**EXERCISE GOAL:**
Gather each line of the listing that contains the word "corner", matching case exactly, and copy those lines in full.

**SOURCE MATERIAL:**

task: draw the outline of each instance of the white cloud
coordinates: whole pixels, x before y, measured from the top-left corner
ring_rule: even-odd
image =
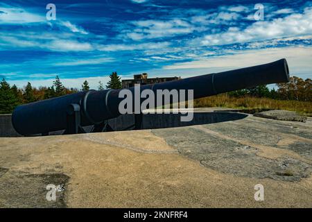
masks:
[[[88,42],[66,40],[53,40],[44,46],[56,51],[88,51],[94,49],[93,46]]]
[[[312,70],[311,47],[248,50],[234,55],[214,56],[192,62],[175,63],[165,66],[163,69],[176,70],[205,69],[207,73],[213,73],[270,62],[283,58],[287,60],[291,75],[310,74]]]
[[[282,8],[274,12],[274,14],[291,14],[294,11],[292,8]]]
[[[0,7],[0,24],[16,24],[26,23],[36,23],[46,21],[44,16],[26,11],[19,8]]]
[[[68,28],[73,33],[79,33],[84,34],[84,35],[88,34],[88,32],[85,31],[83,28],[78,27],[76,25],[74,25],[74,24],[71,24],[69,21],[61,22],[60,24],[62,26]]]
[[[131,50],[150,50],[159,49],[168,47],[170,43],[162,42],[148,42],[137,44],[107,44],[98,46],[98,50],[102,51],[131,51]]]
[[[246,6],[231,6],[228,8],[228,10],[235,12],[241,12],[244,11],[248,11],[249,8]]]
[[[131,0],[131,1],[132,1],[134,3],[141,3],[148,1],[148,0]]]
[[[312,8],[306,8],[302,14],[292,14],[272,21],[259,21],[244,30],[232,27],[226,32],[207,35],[192,42],[202,46],[222,45],[310,34],[312,34]]]
[[[114,59],[112,58],[92,58],[92,59],[84,59],[83,60],[73,60],[63,62],[55,63],[55,66],[78,66],[78,65],[96,65],[103,64],[107,62],[114,62]]]
[[[125,35],[132,40],[153,39],[191,33],[194,27],[180,19],[168,21],[142,20],[132,22],[136,28],[127,31]]]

**SOLVED PROBLEM:**
coordinates: whole pixels, x before y, measured from the top-left corner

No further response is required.